TRY IT:
Please restate exactly the lines of the data below, beginning with the line containing "rear window decal" and ending with the last line.
*** Begin section ***
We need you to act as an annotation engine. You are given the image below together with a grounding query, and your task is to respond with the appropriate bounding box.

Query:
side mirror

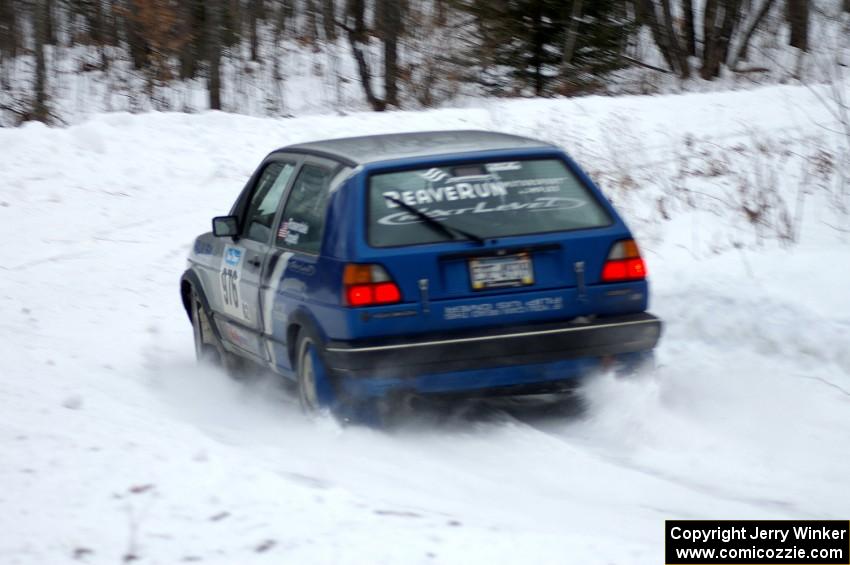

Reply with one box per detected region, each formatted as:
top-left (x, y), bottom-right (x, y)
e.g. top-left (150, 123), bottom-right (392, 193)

top-left (212, 216), bottom-right (239, 238)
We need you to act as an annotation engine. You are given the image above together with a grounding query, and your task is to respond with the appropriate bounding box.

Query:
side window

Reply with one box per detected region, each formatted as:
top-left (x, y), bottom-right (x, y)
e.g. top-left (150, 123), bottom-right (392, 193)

top-left (276, 164), bottom-right (333, 254)
top-left (242, 161), bottom-right (296, 243)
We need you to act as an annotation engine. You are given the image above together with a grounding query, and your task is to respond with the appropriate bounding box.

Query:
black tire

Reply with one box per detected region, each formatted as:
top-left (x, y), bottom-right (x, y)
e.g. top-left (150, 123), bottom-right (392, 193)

top-left (294, 330), bottom-right (337, 414)
top-left (190, 287), bottom-right (244, 377)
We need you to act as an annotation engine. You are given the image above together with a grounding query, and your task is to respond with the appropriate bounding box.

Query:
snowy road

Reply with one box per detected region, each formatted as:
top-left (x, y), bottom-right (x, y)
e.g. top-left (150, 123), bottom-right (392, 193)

top-left (1, 84), bottom-right (849, 564)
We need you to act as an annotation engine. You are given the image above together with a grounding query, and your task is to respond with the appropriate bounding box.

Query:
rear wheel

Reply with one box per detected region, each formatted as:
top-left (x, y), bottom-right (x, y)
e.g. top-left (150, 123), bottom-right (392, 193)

top-left (295, 333), bottom-right (337, 414)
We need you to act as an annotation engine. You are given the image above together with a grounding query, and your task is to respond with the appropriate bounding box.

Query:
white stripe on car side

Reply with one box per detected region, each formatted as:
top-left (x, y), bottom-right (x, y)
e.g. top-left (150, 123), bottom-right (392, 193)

top-left (263, 251), bottom-right (293, 364)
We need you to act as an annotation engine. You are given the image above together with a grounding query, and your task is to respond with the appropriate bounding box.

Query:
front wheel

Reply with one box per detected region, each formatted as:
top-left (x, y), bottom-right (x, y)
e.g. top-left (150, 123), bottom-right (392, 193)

top-left (190, 287), bottom-right (244, 377)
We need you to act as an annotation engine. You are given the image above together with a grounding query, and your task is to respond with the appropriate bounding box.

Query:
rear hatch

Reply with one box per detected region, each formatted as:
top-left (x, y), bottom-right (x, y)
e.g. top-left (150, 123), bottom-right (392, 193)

top-left (352, 154), bottom-right (648, 335)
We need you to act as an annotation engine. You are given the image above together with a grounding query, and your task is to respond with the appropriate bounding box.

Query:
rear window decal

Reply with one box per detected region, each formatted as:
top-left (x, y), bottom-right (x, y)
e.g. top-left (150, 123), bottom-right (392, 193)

top-left (378, 197), bottom-right (587, 226)
top-left (368, 158), bottom-right (612, 247)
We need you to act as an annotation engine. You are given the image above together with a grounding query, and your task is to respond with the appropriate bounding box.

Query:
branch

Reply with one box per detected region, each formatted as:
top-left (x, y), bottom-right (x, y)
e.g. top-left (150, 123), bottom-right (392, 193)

top-left (729, 66), bottom-right (771, 73)
top-left (821, 221), bottom-right (850, 233)
top-left (620, 55), bottom-right (672, 74)
top-left (730, 0), bottom-right (778, 68)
*** End section ***
RESPONSE BOX:
rear window decal

Reply with one box per detected region, each formatted as:
top-left (x, y), bottom-right (x, y)
e.g. top-left (150, 123), bottom-right (392, 193)

top-left (378, 197), bottom-right (587, 226)
top-left (368, 158), bottom-right (612, 247)
We need you to act as an annotation engine. You are given the image above together with a grounding query, and your task is to respond with the appropriate bounding box.

Query:
branch

Reply with one box per detected region, each formatted as:
top-left (x, y), bottom-right (x, y)
e.g. top-left (150, 123), bottom-right (392, 193)

top-left (729, 66), bottom-right (771, 73)
top-left (821, 221), bottom-right (850, 233)
top-left (620, 55), bottom-right (672, 74)
top-left (730, 0), bottom-right (778, 68)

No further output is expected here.